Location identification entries
⁂

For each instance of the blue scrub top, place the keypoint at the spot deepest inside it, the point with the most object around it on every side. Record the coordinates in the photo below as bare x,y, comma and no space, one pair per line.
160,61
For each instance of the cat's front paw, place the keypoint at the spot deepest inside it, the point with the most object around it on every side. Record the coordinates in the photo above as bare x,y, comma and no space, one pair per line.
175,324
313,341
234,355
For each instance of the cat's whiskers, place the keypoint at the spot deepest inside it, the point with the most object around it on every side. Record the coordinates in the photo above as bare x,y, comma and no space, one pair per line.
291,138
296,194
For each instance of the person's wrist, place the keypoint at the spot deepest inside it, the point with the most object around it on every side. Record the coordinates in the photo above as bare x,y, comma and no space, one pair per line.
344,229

⁂

> Aim of the task
Retype all of the rows above line for line, keeping every character the same.

> Final result
For each instance of the blue scrub top, place the keypoint at the spot deepest inside it, the point with the most object around it on every side. Record the coordinates in the photo below as bare x,y, comma and no space, one pair per line.
160,61
For each instance of the cat's front paw, place the keypoint at the spot deepest inside it, the point with the most object around it on every side. Record the coordinates in the photo above as bare x,y, comma and no space, one pair per line.
175,324
313,341
234,355
For each instance of the cat's whiskers, place the keypoint at the spot deepest inside it, the point with the most object around it on every side. Record the coordinates in the photo above as bare x,y, comma and no space, one pair per line.
291,138
296,194
For each instance of the person's wrist, place the keypoint at the spot deepest inside it, the point with the most object around it on every side. Record the coordinates in the photo above as bare x,y, comma and no space, one pair per line.
344,229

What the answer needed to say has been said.